所以,Faster-Rcnn网络是有4个loss函数需要优化的,RPN网络的两个以及最后FC layer之后的两个。

关于Faster-Rcnn更多细节可以参考这篇文章:
link. 一文读懂Faster RCNN
以及原始 paper:
link Faster R-CNN: Towards Real-Time Object
Detection with Region Proposal Networks
还可以通过Google获取更多更详细的资料。

Mask

需要对U-net语义分割网络有一定了解。
part 1
U-net语义分割网络。U-net网络是由一个FCN(全卷积网络)融合FPN(特征金字塔网络)结构得到的。

Unet
在这之前需要对区分一些概念:

1、image classification

2、object detection

3、semantic segmentation

4、instance segmentation

1、image classification
给一张图,输出一个唯一的label。前提条件是图中有且只有一个物体。它是计算机视觉中最基础的一个分支。

2、object detection
图中同时存在多种类别的物体,既要获得它们的label同时还要确切的知道在图中的位置,即 what 和 where。

3、semantic segmentation
针对图中的每一个像素输出它们确切的label以及位置,是一个逐像素分类任务。

4、instance segmentation
在3的基础上更近一步,把属于同一类的个体分割开,比如一幅图中语义分割车这一类别有3个实体,在3中它们是用同一个车的标识符标记的,而实体分割则是要把它们用不同的标识符标记分割开来。

可以结合下图进行理解。

help
回到U-net,它是一个语义分割网络。网络经过4次down sampling提取特征,判断图中是什么(what),但是为了获得位置信息(where),所以还需要进行4次 up
sampling,使图像的尺寸恢复到原始大小,同时为了利用低层的语义信息也即特征,上采样后的特征与相对应的低层特征进行融合(add,concatenate)。
下图是对U-net结构的详细展开:

Unet展开图
上述过程可以概括成:

Input (128x128x1) => Encoder =>(8x8x256) => Decoder =>Ouput (128x128x1)

基于keras 的实现:

def conv2d_block(input_tensor, n_filters, kernel_size = 3, batchnorm = True):
    """Function to add 2 convolutional layers with the parameters passed to it"""
    # first layer
    x = Conv2D(filters = n_filters, kernel_size = (kernel_size, kernel_size),\
              kernel_initializer = 'he_normal', padding = 'same')(input_tensor)
    if batchnorm:
        x = BatchNormalization()(x)
    x = Activation('relu')(x)
    
    # second layer
    x = Conv2D(filters = n_filters, kernel_size = (kernel_size, kernel_size),\
              kernel_initializer = 'he_normal', padding = 'same')(x)
    if batchnorm:
        x = BatchNormalization()(x)
    x = Activation('relu')(x)
    
    return x
  
  def get_unet(input_img, n_filters = 16, dropout = 0.1, batchnorm = True):
    # Contracting Path
    c1 = conv2d_block(input_img, n_filters * 1, kernel_size = 3, batchnorm = batchnorm)
    p1 = MaxPooling2D((2, 2))(c1)
    p1 = Dropout(dropout)(p1)
    
    c2 = conv2d_block(p1, n_filters * 2, kernel_size = 3, batchnorm = batchnorm)

* [提供的条目]:
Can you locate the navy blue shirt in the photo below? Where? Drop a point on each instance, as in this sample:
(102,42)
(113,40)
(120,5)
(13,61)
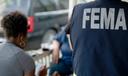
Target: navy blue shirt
(99,34)
(64,47)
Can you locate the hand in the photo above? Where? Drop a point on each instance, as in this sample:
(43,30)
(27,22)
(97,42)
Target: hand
(43,71)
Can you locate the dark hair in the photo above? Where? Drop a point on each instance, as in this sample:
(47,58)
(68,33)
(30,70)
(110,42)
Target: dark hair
(14,24)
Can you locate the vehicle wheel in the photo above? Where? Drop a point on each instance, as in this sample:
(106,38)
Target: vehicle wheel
(49,35)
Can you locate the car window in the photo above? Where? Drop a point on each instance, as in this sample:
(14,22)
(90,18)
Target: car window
(49,5)
(12,5)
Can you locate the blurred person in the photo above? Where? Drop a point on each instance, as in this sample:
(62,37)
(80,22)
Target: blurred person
(61,66)
(99,37)
(13,60)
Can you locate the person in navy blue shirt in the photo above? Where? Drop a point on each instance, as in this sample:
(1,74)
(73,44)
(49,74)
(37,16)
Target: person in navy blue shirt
(99,36)
(61,66)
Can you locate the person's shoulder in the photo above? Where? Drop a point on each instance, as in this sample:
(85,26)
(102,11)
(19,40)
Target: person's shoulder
(24,56)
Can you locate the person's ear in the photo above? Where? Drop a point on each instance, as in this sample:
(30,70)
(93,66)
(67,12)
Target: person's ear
(69,41)
(21,40)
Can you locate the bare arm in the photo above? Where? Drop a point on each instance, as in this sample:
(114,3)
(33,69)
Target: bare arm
(55,52)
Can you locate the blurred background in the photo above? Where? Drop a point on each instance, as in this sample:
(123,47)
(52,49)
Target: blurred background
(45,19)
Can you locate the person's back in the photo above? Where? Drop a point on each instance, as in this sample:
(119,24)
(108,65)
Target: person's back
(13,61)
(99,34)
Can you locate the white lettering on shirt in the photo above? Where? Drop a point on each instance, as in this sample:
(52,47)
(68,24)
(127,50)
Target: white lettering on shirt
(105,18)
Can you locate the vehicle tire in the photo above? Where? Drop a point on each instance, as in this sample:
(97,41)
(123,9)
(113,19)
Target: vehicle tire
(49,35)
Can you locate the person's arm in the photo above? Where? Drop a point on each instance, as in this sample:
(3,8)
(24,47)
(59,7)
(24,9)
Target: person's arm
(31,73)
(55,52)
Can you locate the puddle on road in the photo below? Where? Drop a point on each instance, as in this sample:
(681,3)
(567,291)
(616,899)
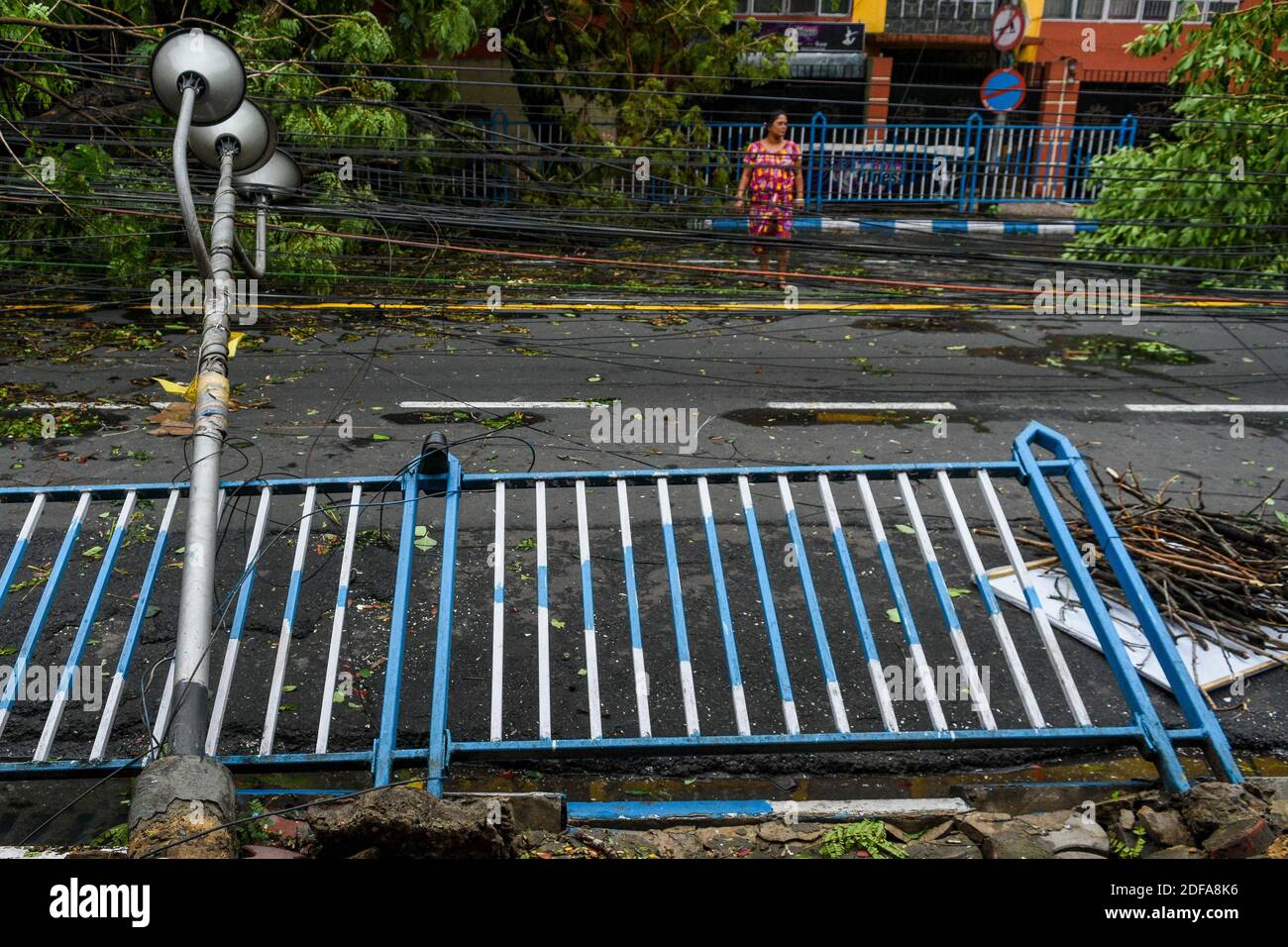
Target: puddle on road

* [待办事项]:
1) 根据来源,Faster-Rcnn网络一共有几个需要优化的loss函数?
2) 找出条目中所有含有字符串“wheel”的行,并把这些行逐一抄写出来。

* [完成的练习]:
1) 4个:RPN网络的两个,以及最后FC layer之后的两个。

2)
Can you locate the vehicle wheel in the photo above? Where? Drop a point on each instance, as in this sample:
Target: vehicle wheel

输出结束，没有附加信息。